Records from a dataset:
__________________________________________________

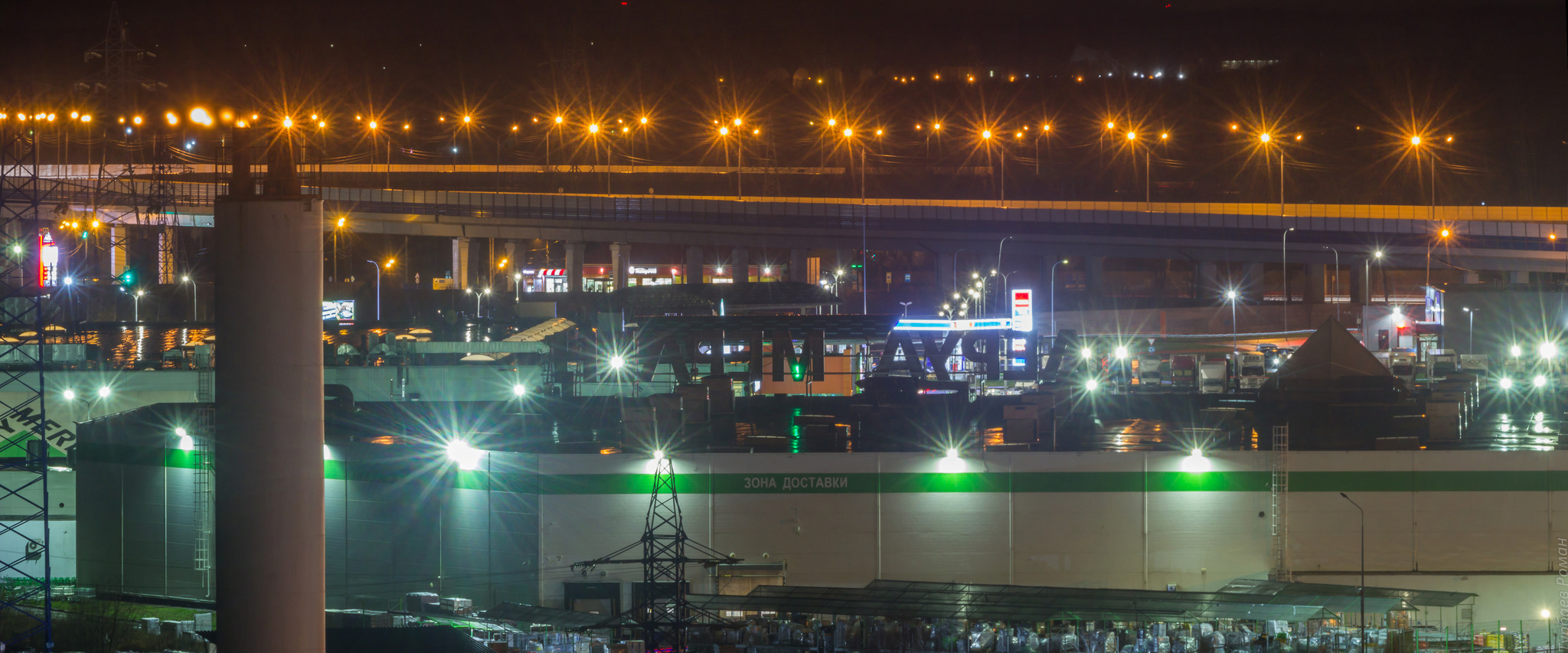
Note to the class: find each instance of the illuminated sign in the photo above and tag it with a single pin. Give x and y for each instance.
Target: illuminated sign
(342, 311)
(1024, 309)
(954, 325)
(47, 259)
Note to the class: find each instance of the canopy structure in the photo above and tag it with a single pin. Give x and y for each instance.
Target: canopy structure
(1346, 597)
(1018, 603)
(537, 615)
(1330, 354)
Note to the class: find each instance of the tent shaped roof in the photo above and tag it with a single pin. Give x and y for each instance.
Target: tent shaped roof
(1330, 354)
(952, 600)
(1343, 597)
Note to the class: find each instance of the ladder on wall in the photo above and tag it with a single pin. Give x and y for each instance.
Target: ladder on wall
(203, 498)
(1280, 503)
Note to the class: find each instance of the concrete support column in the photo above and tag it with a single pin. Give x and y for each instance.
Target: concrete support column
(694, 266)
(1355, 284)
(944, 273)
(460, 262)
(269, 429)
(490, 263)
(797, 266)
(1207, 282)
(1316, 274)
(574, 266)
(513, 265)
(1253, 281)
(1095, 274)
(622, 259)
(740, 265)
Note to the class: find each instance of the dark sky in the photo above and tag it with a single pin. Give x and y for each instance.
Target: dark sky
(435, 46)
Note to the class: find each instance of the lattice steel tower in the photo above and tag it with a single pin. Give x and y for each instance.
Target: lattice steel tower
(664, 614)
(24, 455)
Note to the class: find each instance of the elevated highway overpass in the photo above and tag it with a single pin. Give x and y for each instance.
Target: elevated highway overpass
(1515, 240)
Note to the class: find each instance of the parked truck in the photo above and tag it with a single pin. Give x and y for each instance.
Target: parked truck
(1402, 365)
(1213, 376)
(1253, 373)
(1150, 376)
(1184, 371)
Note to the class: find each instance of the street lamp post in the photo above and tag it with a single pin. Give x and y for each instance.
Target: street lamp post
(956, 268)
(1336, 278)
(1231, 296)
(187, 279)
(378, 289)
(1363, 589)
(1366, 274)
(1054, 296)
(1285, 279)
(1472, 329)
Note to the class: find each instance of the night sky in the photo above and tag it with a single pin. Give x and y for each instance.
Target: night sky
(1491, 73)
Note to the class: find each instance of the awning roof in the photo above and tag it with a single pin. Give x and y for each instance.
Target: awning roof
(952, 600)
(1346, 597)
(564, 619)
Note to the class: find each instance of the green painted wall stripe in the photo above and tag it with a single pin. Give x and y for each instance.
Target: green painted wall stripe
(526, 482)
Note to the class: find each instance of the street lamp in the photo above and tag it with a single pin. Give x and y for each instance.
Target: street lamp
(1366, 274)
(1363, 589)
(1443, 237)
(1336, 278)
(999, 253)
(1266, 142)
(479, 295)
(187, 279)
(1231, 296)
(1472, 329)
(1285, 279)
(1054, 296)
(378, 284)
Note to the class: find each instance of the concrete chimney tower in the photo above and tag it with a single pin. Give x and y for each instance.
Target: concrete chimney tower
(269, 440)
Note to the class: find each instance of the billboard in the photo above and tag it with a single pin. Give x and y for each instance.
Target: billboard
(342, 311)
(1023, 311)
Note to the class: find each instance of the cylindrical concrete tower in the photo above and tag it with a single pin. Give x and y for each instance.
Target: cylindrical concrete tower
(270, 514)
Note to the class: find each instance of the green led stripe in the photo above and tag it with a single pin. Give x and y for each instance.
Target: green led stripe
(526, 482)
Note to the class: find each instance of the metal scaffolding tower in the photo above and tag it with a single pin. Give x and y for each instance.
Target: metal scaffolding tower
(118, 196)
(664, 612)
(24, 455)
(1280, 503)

__________________________________________________

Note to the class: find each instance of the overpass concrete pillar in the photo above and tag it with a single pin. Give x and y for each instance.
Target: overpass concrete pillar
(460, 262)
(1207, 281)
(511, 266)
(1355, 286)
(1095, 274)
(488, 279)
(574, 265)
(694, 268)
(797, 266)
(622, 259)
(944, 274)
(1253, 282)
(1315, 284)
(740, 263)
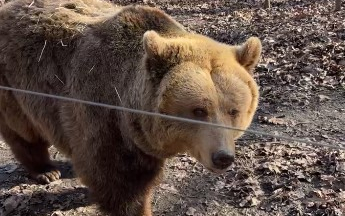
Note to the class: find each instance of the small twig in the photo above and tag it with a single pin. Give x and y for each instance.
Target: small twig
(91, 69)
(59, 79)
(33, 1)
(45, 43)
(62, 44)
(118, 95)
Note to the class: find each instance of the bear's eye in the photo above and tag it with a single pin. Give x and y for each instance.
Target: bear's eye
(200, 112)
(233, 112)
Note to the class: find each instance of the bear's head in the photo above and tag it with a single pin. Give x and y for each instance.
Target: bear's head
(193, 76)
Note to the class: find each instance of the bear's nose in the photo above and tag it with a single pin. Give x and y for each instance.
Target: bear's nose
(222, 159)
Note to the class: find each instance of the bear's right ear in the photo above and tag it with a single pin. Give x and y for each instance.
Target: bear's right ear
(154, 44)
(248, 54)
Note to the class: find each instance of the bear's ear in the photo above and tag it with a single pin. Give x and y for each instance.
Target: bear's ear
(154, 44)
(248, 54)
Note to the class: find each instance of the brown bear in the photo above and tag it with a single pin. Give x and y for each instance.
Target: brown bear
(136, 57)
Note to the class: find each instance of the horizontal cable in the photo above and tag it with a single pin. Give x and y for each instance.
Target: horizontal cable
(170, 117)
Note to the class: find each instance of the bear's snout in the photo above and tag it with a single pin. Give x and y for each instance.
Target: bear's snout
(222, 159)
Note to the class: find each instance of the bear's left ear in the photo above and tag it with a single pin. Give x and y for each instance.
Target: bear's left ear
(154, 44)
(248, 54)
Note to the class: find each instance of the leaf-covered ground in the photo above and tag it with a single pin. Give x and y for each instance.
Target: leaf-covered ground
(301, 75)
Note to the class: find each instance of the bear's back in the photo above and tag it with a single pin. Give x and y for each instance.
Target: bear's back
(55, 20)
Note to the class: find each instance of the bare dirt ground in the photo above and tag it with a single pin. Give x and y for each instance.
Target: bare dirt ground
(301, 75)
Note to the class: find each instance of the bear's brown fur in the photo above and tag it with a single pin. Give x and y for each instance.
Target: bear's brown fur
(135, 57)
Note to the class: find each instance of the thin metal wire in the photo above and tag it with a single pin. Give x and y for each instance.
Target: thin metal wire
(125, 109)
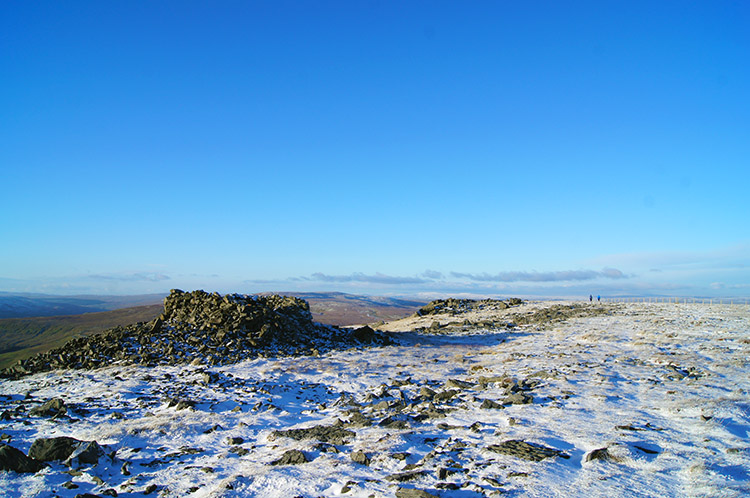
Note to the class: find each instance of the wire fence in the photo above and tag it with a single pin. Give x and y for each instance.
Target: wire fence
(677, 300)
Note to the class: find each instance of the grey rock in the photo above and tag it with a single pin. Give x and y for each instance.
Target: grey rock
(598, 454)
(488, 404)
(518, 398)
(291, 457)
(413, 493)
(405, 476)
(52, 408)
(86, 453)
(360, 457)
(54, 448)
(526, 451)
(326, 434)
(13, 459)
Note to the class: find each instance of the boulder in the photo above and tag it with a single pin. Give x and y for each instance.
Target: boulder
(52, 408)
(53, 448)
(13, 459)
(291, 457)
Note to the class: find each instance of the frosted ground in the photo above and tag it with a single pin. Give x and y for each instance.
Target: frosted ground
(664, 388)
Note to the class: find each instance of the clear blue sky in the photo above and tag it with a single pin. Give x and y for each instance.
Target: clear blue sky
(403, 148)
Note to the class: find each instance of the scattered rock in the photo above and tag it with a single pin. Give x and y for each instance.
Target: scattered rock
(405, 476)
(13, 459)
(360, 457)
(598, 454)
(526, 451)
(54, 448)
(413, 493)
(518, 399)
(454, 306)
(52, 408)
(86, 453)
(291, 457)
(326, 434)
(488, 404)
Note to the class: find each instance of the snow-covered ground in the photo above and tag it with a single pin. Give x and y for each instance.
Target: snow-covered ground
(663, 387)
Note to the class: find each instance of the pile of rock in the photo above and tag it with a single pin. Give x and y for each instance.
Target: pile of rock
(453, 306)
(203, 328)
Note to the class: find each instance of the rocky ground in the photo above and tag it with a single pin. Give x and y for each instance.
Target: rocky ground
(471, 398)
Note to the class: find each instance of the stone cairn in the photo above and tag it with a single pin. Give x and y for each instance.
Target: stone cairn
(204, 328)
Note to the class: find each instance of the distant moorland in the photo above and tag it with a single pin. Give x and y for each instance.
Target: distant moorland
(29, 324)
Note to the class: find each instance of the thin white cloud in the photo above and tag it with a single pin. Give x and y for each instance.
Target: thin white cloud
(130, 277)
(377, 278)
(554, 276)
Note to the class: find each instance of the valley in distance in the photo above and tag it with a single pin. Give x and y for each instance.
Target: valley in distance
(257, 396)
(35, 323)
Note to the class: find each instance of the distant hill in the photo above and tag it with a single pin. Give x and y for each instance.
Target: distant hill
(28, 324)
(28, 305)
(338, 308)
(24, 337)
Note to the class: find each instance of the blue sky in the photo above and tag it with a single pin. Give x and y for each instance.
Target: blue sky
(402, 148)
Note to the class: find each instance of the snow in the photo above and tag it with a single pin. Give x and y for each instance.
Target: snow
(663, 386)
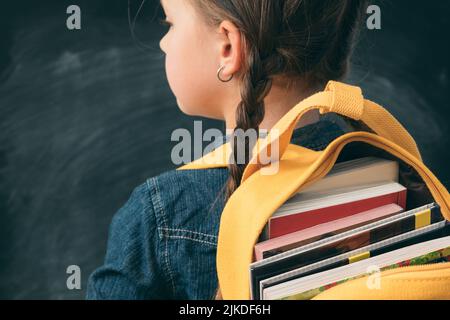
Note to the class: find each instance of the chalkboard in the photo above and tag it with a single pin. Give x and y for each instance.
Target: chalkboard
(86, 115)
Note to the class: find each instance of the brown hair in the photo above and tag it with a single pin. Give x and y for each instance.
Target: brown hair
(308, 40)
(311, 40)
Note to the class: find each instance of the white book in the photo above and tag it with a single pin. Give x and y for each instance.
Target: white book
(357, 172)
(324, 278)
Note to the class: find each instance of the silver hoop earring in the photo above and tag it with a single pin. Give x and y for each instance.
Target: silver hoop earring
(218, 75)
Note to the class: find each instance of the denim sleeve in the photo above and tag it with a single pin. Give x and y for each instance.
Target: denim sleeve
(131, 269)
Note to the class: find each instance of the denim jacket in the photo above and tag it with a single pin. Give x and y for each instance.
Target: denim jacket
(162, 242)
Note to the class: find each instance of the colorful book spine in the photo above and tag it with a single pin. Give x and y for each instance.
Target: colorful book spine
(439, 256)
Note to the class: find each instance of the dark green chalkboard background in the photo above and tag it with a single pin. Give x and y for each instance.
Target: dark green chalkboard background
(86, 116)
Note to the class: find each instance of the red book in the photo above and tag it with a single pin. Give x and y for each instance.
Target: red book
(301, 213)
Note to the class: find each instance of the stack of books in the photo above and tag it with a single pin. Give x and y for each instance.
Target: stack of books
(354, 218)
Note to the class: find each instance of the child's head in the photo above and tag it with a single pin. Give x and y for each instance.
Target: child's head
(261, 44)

__________________________________________________

_What to produce_
Copy the lines of the material from the one containing "Note to the class: find each instance of the lattice" to the one containing "(1515, 240)", including both end lines.

_Output below_
Note to the class: find each instance of the lattice steel tower in the photo above and tag it with a single pin. Give x and y for each instance.
Target: lattice steel tower
(664, 614)
(24, 455)
Note to the class: find each instance of the elevated highway overpass in the photo above and tag it with a single pin. Give x and y for each instance.
Target: elevated highway overpass
(1515, 240)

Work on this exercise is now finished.